* [TEXT PASSAGE]

************

Action Request Protocol

When the agent needs to interact with the user's page (click buttons, scroll, navigate), it uses the Action Request Protocol:

Action Request Flow
Server                              Client
  │                                    │
  │── action_request (via SSE) ───────►│
  │   { correlationId, action, params }│
  │                                    │ Execute DOM action
  │                                    │ Capture page state
  │◄── POST /action-result ───────────│
  │   { correlationId, result,         │
  │     pageState }                    │
  │                                    │
  │ (agent loop continues)             │

How It Works

  • The agent decides to call a DOM tool (e.g., click)
  • Server sends action_request event via SSE with a correlationId
  • Client's useLensAgent hook receives the event and: executes the DOM action, captures fresh page state, and POSTs the result to the action-result endpoint
  • Server receives the result, updates page context, and continues the agent loop

Custom Action Handler

By default, the hook uses the built-in WebUseTool for DOM actions. You can override this:

Custom handler
useLensAgent({
  endpoint: '/api/agent/chat',

  onActionRequest: async (action, params) => {
    // Custom DOM action handling
    if (action === 'click') {
      const element = document.querySelector(params.selector);
      element?.click();
      return { success: true, result: 'Clicked element' };
    }
    return { success: false, error: `Unknown action: ${action}` };
  },
});

Page State & Screenshots

Page state allows the agent to "see" the current page. This enables visual understanding and DOM tool execution.

************

Saved data entries:
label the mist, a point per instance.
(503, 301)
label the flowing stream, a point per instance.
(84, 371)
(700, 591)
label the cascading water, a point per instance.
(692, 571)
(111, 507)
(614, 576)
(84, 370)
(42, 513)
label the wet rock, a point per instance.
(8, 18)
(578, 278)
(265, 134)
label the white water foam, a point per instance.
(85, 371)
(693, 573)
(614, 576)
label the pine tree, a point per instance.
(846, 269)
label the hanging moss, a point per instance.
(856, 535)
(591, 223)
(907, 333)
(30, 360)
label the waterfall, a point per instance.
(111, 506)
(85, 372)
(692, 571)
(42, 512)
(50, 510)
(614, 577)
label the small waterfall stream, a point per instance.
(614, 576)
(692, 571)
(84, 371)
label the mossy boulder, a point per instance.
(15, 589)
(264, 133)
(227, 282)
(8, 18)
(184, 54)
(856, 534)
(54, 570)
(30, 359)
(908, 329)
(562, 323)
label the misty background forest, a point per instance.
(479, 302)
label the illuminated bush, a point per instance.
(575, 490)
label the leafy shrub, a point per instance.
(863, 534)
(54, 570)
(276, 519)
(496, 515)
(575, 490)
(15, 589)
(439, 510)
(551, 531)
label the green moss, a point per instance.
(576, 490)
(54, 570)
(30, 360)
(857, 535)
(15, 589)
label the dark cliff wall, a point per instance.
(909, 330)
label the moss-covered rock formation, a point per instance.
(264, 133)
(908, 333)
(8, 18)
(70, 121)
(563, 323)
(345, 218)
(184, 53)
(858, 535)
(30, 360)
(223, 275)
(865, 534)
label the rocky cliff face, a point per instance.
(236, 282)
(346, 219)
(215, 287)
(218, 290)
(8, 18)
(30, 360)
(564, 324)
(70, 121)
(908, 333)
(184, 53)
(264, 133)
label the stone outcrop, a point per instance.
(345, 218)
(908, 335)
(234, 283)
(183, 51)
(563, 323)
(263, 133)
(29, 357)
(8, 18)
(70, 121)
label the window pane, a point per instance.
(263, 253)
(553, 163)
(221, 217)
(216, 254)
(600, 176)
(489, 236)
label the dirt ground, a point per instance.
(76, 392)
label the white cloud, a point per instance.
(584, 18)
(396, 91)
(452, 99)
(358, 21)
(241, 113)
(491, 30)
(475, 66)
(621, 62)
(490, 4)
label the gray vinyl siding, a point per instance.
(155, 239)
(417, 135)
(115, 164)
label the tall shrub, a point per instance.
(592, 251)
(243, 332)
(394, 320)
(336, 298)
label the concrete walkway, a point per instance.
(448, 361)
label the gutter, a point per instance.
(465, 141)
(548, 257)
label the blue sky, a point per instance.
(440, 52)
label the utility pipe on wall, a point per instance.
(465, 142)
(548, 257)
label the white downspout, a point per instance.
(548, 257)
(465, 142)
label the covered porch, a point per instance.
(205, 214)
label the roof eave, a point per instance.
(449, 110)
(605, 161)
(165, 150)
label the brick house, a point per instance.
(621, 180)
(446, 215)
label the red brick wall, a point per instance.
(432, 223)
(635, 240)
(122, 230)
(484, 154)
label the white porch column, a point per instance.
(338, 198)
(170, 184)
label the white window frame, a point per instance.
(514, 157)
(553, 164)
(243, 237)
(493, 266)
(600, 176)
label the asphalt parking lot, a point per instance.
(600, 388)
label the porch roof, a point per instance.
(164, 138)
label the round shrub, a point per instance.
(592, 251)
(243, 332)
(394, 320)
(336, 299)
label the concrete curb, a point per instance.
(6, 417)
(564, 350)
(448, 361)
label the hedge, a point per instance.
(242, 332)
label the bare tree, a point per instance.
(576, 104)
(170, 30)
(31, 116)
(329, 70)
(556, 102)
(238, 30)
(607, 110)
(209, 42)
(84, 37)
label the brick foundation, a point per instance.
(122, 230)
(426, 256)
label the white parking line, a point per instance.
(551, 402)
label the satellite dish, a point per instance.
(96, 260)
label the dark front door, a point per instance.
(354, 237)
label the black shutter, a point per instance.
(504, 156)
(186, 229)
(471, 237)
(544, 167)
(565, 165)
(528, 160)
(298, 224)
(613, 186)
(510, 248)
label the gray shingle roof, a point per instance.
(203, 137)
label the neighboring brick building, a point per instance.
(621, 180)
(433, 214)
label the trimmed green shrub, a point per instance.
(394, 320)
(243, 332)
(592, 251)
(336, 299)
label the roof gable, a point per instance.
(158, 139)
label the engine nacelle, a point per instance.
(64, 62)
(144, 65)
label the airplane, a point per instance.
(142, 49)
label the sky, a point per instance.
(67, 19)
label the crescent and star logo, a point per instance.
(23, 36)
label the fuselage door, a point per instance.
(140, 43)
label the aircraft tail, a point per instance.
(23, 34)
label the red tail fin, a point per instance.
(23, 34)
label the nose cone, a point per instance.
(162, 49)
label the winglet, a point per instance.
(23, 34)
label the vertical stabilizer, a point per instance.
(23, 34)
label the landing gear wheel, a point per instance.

************

* [GIVEN PROBLEM 1]
Rewrite the part of the Action Request Protocol text that opens with the words containing "onActionRequest: async (action, params)" and closes with "DOM tool execution.", changing "visual understanding" to "visual awareness".
* [GIVEN PROBLEM 2]
Answer these questions about the Action Request Protocol text:
(a) To which path does the client POST its action result?
(b) Which built-in tool does the hook use for DOM actions by default?
(c) What does the server do after it receives the result?
* [GIVEN PROBLEM 3]
Extend the Action Request Protocol text, picking up after its final sentence.
The records have nothing to do with these tasks.

* [TASK ANSWER 1]
onActionRequest: async (action, params) => {
    // Custom DOM action handling
    if (action === 'click') {
      const element = document.querySelector(params.selector);
      element?.click();
      return { success: true, result: 'Clicked element' };
    }
    return { success: false, error: `Unknown action: ${action}` };
  },
});

Page State & Screenshots

Page state allows the agent to "see" the current page. This enables visual awareness and DOM tool execution.

* [TASK ANSWER 2]
(a) /action-result
(b) WebUseTool
(c) It updates the page context and continues the agent loop.

* [TASK ANSWER 3]
PageState Interface

PageState
interface PageState {
  url: string;
  title: string;
  markdown: string;                      // Page content as markdown
  screenshot: string;                    // Base64 data URL
  actionableElements: ActionableElement[];
  timestamp: Date;
}

interface ActionableElement {
  id: string;
  type: 'button' | 'input' | 'link' | 'select' | 'textarea';
  selector: string;
  text?: string;
  placeholder?: string;
  description: string;
}

Providing Page State

getPageState
useLensAgent({
  endpoint: '/api/agent/chat',

  getPageState: async () => {
    // This function is called:
    // 1. Before each sendMessage (to send initial page context)
    // 2. After each action_request (to capture updated state)

    return {
      url: window.location.href,
      title: document.title,
      markdown: extractPageMarkdown(),       // your implementation
      screenshot: await captureScreenshot(),  // your implementation
      actionableElements: findActionableElements(), // your implementation
      timestamp: new Date(),
    };
  },
});

Sending Page State with a Message

sendMessage with pageState
await sendMessage('What do you see on this page?', {
  pageState: {
    url: window.location.href,
    title: document.title,
    markdown: '...',
    screenshot: 'data:image/png;base64,...',
    actionableElements: [],
    timestamp: new Date(),
  },
  currentUrl: window.location.href,
});

Note

The useLensAgent hook automatically handles action requests and page state capture. You only need to provide getPageState if you want the agent to have visual context.